### Extracted text
================
[PATCH v4 3/6] uaccess: Add non-pagefault user-space read functions

From: Masami Hiramatsu
Date: Thu Feb 28 2019 - 07:32:00 EST


Add probe_user_read() and strncpy_from_unsafe_user() which
allows caller to access user-space in IRQ context.

Current probe_kernel_read() and strncpy_from_unsafe() are
not available for user-space memory, because it sets
KERNEL_DS while accessing data. On some arch, user address
space and kernel address space can be co-exist, but others
can not. In that case, setting KERNEL_DS means given
address is treated as a kernel address space.

To access user-space memory without pagefault, we need
these new functions which sets USER_DS while accessing
the data.

Signed-off-by: Masami Hiramatsu <mhiramat@xxxxxxxxxx>
---
Changes in v3:
- Use user_access_ok() for probe_user_read().
Changes in v2:
- Simplify strncpy_from_unsafe_user() using strncpy_from_user()
according to Linus's suggestion.
================
### Things to do
A - List every function name that appears in the uaccess patch.
B - Go on with the uaccess patch from the point where it stops.
The material that comes next has no connection to the uaccess patch.

### Supplied material
================
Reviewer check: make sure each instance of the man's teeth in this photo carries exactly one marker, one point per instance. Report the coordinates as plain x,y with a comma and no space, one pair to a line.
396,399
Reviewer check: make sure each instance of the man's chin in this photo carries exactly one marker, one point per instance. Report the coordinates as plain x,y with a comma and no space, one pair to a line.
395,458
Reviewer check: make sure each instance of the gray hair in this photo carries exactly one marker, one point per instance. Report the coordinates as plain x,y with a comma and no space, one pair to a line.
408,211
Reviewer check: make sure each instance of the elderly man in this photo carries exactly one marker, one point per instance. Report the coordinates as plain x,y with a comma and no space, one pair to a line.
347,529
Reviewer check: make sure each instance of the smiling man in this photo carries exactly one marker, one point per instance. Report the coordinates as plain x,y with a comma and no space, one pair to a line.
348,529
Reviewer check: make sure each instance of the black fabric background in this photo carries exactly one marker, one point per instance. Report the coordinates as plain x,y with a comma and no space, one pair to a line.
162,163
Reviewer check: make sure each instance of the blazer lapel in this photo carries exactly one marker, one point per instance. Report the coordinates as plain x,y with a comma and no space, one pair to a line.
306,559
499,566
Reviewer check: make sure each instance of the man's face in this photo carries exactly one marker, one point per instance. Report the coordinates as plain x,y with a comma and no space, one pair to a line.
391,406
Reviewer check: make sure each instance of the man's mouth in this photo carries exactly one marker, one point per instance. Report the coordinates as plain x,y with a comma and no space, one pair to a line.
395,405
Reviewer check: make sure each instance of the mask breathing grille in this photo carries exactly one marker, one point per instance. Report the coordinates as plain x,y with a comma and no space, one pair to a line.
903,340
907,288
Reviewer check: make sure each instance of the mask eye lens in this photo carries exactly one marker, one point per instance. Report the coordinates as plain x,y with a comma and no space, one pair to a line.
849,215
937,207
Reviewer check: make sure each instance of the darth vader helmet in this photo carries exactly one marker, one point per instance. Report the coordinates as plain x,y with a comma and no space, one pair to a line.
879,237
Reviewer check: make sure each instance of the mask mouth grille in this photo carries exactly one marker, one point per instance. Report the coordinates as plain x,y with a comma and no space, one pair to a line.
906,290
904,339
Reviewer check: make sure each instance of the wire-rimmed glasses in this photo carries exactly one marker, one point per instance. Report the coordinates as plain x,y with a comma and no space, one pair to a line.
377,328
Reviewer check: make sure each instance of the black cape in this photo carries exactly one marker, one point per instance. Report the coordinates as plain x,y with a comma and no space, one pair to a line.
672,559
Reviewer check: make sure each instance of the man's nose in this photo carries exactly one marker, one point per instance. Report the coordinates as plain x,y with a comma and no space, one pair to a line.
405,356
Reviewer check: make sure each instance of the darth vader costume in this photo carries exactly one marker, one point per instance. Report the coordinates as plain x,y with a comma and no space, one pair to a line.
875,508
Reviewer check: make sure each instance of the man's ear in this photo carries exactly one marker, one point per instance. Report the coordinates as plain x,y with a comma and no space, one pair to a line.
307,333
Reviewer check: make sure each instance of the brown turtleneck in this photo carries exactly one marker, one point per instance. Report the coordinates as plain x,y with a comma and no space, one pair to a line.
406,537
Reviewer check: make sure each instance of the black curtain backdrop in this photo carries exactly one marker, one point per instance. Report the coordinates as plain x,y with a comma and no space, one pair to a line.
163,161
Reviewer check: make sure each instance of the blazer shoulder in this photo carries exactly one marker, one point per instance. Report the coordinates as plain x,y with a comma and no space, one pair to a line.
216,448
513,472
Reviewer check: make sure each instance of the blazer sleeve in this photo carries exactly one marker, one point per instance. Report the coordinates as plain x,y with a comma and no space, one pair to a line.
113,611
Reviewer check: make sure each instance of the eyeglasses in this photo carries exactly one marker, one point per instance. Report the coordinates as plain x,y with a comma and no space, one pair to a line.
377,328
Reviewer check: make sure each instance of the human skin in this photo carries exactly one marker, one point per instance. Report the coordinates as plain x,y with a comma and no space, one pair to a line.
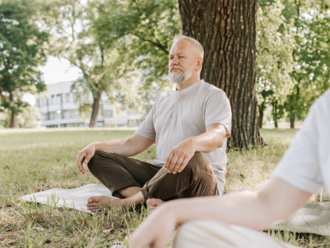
257,210
182,55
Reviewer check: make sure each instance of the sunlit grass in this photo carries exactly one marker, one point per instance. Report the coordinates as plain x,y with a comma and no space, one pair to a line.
37,161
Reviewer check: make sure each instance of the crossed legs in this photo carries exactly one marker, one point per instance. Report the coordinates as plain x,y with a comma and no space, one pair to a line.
135,181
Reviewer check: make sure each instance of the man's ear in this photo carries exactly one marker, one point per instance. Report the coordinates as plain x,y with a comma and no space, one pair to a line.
199,64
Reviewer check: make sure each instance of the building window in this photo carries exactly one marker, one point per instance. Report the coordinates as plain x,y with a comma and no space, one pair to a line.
108,113
58,99
67,98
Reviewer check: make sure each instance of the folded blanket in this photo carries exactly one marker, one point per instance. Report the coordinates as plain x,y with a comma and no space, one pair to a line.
312,218
70,198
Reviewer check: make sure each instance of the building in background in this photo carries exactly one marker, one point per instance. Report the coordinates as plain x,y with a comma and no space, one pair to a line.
58,108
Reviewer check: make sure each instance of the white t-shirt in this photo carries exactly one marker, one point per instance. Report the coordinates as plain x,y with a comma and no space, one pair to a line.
185,114
306,164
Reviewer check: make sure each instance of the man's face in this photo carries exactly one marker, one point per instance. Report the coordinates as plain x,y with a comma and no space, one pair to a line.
182,61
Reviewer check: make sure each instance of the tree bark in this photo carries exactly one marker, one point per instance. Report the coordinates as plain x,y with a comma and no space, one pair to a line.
227,31
95,110
13,115
292,122
261,117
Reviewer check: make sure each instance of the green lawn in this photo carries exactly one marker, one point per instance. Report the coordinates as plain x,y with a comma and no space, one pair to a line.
36,161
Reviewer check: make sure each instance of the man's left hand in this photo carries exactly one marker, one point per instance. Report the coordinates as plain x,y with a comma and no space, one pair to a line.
180,156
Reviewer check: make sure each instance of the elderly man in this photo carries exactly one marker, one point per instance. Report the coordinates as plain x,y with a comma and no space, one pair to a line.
228,221
190,127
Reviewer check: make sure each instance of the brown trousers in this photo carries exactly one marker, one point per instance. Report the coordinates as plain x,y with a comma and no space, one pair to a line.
118,172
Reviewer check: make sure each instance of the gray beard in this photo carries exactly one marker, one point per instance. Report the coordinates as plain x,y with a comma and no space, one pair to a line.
179,77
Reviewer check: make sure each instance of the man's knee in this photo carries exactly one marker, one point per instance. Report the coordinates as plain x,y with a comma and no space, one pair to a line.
99,158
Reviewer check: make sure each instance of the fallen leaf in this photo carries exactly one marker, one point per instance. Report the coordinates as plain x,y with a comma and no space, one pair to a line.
39,229
108,231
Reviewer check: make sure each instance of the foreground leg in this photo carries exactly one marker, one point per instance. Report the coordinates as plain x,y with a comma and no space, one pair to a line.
154,203
214,234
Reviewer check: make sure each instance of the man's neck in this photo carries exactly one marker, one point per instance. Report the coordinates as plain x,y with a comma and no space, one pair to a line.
186,84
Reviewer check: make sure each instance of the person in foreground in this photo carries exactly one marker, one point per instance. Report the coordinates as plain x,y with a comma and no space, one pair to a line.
231,221
190,127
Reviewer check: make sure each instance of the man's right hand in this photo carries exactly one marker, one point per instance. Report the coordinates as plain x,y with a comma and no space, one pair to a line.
84,156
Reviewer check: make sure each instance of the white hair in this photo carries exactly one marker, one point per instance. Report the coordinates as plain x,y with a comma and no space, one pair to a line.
194,42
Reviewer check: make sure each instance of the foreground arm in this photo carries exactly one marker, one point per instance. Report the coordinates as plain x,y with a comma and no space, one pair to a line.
127,147
180,155
256,210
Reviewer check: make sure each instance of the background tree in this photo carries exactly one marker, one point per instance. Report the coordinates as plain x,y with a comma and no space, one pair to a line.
76,39
311,53
227,31
21,52
275,44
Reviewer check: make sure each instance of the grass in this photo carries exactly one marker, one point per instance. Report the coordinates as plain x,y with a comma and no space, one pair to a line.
36,161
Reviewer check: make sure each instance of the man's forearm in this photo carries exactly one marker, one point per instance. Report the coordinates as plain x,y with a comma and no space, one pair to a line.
209,141
119,146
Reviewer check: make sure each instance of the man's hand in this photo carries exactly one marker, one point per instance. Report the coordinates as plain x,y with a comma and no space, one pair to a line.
156,230
180,156
85,156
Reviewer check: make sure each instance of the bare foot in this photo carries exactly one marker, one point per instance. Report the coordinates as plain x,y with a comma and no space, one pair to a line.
154,203
96,203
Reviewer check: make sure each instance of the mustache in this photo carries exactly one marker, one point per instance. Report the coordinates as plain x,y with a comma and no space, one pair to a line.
175,67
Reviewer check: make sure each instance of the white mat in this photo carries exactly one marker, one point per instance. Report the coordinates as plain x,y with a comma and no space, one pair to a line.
312,218
70,198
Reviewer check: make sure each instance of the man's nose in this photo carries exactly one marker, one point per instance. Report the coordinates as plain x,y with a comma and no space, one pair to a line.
174,62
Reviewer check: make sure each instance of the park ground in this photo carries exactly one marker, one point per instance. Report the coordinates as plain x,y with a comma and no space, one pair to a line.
35,161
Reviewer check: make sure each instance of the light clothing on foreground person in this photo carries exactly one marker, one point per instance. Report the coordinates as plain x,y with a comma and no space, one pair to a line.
229,221
189,126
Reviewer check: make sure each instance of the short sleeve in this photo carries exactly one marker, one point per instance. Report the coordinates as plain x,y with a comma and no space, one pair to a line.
301,166
146,129
218,110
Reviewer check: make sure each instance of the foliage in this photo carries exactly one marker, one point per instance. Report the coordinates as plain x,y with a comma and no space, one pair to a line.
145,30
292,56
21,52
274,59
311,53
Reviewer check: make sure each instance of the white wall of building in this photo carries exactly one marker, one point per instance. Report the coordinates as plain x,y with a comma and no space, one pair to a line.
58,107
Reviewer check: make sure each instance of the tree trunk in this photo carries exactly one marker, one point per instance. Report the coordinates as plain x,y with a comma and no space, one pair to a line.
292,122
95,110
13,120
227,31
13,115
261,117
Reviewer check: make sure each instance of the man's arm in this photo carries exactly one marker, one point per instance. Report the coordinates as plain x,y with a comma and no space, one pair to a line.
256,210
127,147
180,155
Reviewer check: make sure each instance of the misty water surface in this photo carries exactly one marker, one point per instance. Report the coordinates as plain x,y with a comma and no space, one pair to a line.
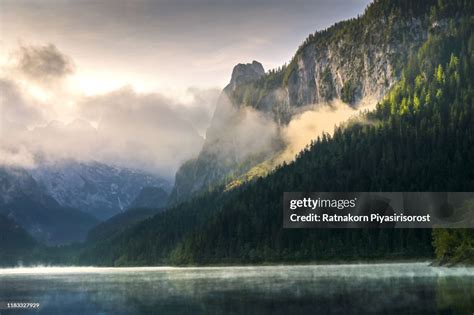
375,288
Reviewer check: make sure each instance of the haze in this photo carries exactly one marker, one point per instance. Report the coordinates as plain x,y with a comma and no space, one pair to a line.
141,77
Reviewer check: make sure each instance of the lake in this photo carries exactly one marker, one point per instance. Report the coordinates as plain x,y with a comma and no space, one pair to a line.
315,289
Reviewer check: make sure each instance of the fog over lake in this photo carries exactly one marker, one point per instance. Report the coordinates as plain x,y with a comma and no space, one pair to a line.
358,288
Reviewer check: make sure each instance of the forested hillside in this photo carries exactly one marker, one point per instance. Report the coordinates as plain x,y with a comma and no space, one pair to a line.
419,138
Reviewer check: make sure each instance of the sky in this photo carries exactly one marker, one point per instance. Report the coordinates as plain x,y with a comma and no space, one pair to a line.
134,76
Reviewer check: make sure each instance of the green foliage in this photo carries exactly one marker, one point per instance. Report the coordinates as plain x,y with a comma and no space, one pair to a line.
348,93
419,138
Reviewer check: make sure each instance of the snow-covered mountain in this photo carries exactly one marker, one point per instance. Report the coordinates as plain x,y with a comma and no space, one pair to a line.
95,188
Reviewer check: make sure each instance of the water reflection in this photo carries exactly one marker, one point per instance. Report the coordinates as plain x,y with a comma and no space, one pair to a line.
387,288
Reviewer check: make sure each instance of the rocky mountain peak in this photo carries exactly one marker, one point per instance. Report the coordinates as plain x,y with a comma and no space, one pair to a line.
243,73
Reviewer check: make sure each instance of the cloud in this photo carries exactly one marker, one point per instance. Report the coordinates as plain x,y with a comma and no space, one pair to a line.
16,107
148,131
315,120
43,63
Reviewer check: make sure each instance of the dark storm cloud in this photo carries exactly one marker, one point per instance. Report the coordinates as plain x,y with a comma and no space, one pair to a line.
189,42
43,63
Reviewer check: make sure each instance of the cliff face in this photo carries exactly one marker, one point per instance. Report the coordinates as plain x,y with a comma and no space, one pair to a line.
347,62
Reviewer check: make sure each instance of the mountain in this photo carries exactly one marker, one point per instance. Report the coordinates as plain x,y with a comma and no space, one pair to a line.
355,61
120,222
420,137
98,189
15,243
25,202
150,197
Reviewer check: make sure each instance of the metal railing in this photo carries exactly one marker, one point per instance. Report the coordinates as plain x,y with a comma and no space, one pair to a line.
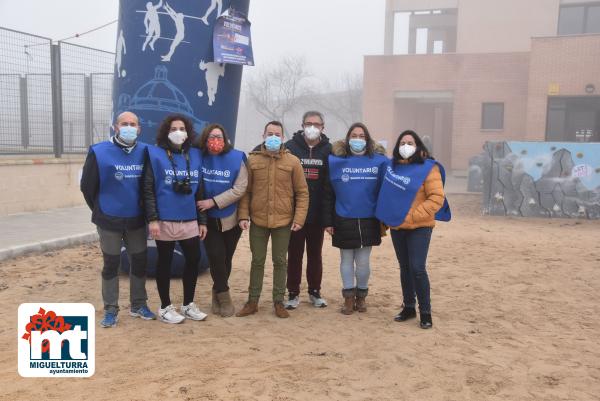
================
### Task responses
A - probe_user_read(), strncpy_from_unsafe_user(), probe_kernel_read(), strncpy_from_unsafe(), user_access_ok(), strncpy_from_user()

B -
- Simplify probe_user_read() not using intermediate function.
---
include/linux/uaccess.h | 13 +++++++
mm/maccess.c | 94 ++++++++++++++++++++++++++++++++++++++++++++---
2 files changed, 101 insertions(+), 6 deletions(-)

diff --git a/include/linux/uaccess.h b/include/linux/uaccess.h
index 1afd9dfabe67..598a96210d04 100644
--- a/include/linux/uaccess.h
+++ b/include/linux/uaccess.h
@@ -258,6 +258,17 @@ extern long probe_kernel_read(void *dst, const void *src, size_t size);
extern long __probe_kernel_read(void *dst, const void *src, size_t size);

/*
+ * probe_user_read(): safely attempt to read from a location in user space
+ * @dst: pointer to the buffer that shall take the data
+ * @src: address to read from
+ * @size: size of the data chunk
+ *
+ * Safely read from address @src to the buffer at @dst. If a kernel fault
+ * happens, handle that and return -EFAULT.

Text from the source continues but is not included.